■ Object point labels ■
▬▬▬▬▬▬▬▬▬▬
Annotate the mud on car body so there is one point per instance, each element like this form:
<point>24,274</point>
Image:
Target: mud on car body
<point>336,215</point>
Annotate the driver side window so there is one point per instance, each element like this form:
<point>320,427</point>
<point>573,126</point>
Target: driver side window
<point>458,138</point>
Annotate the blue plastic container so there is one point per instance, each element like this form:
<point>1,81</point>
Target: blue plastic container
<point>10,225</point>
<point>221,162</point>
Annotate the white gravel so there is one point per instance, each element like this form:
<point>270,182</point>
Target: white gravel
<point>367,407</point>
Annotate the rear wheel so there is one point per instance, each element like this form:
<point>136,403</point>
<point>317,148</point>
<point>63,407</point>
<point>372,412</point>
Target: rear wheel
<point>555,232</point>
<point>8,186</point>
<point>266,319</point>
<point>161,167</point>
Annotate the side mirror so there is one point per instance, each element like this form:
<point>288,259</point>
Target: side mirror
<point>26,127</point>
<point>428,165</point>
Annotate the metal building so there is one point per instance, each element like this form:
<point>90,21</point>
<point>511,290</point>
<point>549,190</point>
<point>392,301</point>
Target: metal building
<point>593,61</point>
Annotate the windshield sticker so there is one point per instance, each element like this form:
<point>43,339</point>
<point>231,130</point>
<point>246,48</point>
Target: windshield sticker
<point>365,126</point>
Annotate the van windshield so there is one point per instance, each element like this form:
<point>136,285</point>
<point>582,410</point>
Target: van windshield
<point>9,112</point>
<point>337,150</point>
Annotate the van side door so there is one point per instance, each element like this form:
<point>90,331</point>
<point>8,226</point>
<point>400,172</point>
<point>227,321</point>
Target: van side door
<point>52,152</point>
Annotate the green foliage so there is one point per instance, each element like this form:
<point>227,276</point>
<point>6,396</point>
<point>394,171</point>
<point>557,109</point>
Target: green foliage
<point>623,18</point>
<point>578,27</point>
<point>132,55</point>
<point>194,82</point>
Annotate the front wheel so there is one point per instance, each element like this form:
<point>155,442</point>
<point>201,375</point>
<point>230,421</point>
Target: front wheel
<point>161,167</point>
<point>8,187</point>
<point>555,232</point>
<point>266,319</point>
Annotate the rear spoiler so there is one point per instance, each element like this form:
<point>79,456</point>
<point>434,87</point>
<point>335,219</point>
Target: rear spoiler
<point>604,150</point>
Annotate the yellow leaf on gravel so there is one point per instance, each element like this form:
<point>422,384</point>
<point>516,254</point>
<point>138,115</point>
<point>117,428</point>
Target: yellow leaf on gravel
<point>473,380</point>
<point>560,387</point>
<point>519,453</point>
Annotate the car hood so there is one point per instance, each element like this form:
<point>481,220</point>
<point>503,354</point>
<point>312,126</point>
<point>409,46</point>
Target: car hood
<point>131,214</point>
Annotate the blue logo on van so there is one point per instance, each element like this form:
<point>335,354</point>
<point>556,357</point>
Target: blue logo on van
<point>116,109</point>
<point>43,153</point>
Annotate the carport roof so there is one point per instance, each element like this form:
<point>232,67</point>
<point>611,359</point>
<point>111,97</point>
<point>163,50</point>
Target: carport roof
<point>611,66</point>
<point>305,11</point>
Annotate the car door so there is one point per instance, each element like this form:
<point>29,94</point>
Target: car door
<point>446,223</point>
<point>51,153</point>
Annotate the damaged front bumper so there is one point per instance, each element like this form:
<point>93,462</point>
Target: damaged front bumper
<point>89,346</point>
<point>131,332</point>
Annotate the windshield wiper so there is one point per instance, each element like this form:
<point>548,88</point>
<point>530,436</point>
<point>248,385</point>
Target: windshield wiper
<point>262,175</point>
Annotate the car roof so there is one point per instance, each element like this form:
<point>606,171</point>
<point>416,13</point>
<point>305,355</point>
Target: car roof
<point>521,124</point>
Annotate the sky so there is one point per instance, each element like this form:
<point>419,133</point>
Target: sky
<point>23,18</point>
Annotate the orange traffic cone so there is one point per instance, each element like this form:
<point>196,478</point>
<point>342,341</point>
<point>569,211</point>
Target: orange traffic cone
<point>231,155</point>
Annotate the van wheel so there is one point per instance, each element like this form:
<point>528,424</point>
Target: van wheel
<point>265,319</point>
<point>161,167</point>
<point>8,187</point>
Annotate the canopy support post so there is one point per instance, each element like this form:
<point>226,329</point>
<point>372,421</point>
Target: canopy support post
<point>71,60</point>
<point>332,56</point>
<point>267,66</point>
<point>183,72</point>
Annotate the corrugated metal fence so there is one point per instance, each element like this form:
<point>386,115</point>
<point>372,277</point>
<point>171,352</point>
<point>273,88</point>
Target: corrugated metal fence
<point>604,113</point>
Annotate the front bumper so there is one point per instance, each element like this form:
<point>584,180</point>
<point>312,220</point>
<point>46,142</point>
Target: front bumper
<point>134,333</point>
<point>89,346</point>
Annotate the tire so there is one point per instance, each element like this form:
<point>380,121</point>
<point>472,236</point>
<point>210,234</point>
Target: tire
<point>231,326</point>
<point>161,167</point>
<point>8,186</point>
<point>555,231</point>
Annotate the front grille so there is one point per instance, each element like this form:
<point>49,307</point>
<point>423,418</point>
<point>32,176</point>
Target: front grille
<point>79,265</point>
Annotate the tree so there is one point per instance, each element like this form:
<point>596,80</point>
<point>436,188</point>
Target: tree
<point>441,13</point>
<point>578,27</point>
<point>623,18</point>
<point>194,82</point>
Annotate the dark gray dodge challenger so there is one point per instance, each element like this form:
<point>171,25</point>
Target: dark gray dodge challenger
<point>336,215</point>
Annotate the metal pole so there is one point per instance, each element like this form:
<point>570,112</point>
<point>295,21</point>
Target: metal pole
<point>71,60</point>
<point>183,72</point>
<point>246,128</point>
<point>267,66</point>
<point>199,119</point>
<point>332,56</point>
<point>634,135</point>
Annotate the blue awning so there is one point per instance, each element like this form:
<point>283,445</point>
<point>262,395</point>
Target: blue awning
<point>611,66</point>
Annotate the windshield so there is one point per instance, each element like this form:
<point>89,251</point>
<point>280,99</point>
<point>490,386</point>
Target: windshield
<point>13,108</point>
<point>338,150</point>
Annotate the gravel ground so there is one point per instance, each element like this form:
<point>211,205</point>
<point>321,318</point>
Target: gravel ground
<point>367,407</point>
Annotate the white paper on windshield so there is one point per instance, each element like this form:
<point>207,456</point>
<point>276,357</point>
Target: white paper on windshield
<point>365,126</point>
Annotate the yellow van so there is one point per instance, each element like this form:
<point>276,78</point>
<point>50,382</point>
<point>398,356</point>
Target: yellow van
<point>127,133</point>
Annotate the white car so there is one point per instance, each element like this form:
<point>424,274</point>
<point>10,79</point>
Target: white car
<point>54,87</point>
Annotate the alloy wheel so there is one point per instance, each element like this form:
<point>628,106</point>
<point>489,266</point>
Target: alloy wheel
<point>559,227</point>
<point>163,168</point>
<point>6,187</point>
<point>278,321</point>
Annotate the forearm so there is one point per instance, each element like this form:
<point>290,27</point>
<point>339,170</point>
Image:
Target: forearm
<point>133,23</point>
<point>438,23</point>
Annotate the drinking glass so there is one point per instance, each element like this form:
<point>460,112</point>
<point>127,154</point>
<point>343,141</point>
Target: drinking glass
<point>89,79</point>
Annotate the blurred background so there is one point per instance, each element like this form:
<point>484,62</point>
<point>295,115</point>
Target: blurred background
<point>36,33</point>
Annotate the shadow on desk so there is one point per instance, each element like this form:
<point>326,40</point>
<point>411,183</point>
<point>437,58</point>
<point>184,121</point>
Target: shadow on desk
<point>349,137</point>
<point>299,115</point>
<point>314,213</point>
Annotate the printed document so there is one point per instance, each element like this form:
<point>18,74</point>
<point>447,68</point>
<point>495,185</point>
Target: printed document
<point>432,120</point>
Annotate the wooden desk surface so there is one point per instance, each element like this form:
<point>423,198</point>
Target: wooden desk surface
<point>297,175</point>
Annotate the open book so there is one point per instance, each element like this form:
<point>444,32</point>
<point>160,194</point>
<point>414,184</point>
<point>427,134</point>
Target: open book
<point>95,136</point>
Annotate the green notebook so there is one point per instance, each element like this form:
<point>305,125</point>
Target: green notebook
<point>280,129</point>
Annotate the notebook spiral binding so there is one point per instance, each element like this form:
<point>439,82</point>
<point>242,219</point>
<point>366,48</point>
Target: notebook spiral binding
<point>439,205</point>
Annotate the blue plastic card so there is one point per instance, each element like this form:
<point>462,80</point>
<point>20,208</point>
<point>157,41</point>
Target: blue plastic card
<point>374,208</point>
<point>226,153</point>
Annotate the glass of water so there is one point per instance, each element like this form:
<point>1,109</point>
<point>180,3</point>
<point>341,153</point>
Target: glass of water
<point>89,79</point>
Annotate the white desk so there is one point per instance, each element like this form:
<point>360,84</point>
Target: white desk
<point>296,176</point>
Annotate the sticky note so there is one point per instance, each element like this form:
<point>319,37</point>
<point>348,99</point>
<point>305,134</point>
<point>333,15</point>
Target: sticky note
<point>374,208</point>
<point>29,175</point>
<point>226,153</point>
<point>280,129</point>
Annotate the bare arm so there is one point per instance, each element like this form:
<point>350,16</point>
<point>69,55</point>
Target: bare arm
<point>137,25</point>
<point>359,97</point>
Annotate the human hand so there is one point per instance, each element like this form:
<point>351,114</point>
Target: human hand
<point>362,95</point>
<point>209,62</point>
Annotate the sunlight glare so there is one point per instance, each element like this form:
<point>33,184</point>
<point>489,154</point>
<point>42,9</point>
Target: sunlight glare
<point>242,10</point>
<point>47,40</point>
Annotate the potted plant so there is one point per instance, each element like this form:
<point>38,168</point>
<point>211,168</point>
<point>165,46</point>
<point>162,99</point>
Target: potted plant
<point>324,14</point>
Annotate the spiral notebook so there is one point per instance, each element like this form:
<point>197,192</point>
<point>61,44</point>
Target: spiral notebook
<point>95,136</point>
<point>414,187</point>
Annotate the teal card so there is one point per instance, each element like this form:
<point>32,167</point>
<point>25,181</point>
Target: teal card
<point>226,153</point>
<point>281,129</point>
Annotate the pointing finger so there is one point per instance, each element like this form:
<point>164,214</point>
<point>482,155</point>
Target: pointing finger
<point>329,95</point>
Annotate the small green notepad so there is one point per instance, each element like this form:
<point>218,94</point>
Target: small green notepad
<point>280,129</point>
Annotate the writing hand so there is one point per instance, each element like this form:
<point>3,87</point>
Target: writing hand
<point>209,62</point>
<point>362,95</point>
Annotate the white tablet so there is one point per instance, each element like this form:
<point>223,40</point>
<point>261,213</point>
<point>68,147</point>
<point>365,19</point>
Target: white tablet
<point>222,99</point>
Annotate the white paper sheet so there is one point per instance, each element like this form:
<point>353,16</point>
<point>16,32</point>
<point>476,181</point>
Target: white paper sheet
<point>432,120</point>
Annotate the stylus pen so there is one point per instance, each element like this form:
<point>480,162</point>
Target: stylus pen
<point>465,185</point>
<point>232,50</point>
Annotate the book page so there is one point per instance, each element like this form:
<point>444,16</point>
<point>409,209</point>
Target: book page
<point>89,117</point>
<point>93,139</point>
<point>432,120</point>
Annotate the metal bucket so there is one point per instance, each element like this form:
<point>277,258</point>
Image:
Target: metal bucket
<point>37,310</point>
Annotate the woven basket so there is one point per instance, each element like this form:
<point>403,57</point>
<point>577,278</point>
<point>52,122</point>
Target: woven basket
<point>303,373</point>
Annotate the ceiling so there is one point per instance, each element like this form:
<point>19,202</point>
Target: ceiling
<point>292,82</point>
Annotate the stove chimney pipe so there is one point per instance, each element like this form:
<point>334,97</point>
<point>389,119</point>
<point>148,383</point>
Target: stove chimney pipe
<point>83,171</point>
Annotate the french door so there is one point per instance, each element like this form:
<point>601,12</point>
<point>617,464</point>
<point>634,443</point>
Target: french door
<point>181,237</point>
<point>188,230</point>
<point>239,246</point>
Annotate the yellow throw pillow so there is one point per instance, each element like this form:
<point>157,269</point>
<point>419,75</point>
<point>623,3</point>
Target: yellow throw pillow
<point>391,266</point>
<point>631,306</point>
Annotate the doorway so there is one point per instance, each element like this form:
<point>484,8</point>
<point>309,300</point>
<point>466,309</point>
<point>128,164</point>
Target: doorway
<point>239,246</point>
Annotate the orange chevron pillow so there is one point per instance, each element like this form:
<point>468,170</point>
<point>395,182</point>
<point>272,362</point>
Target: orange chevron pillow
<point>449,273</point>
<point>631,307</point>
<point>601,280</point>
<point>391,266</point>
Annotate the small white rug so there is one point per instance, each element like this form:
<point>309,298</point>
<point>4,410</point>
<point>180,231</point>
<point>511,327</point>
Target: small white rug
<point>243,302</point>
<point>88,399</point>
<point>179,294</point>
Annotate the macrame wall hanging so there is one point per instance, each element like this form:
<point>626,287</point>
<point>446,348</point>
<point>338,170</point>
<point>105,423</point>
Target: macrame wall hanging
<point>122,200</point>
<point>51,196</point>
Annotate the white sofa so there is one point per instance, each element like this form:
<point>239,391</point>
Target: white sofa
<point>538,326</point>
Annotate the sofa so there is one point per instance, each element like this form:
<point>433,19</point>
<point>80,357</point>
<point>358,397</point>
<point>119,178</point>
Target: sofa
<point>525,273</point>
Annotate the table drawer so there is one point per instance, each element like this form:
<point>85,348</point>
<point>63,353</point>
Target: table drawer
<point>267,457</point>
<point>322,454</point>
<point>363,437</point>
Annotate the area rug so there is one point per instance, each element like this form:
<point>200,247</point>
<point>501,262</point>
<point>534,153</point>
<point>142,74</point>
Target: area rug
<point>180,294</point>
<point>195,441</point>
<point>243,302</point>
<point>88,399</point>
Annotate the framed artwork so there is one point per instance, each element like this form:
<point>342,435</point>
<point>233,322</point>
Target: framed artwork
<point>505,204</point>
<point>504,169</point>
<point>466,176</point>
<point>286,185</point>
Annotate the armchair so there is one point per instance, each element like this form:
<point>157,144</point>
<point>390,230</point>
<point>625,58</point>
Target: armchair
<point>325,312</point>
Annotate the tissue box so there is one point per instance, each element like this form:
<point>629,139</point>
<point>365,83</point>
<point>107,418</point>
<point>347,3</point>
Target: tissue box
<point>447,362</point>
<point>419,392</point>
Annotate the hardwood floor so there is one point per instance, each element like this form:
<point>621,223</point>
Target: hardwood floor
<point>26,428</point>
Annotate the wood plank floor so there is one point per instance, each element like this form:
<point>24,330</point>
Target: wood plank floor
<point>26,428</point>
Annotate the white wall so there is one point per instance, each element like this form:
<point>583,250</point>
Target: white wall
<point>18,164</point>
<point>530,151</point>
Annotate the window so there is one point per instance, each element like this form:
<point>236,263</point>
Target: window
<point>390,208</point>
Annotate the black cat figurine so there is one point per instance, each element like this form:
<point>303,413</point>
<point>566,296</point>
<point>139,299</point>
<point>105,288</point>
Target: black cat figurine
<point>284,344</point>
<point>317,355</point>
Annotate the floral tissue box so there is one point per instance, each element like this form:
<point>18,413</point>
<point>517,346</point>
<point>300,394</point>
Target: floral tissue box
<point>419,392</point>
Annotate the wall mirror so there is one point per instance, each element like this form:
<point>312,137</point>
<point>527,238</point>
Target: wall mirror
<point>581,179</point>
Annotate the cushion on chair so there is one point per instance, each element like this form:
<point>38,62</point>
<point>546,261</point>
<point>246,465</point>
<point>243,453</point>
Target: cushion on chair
▬▬▬▬▬▬▬▬▬▬
■ TASK TO COMPLETE ■
Transcribe exactly the line containing "Annotate the floral" and all remaining lines of the material, ending with the last one.

■ SOLUTION FOR THIS EXERCISE ■
Annotate the floral tissue box so there is one point per instance, each element like this form:
<point>18,413</point>
<point>517,346</point>
<point>300,394</point>
Target: floral tissue box
<point>419,392</point>
Annotate the wall mirror so there is one point per instance, each element like this form:
<point>312,137</point>
<point>527,238</point>
Target: wall mirror
<point>581,179</point>
Annotate the cushion on chair so there is one point per instance, each element like this form:
<point>38,62</point>
<point>546,261</point>
<point>246,465</point>
<point>243,453</point>
Target: cushion on chair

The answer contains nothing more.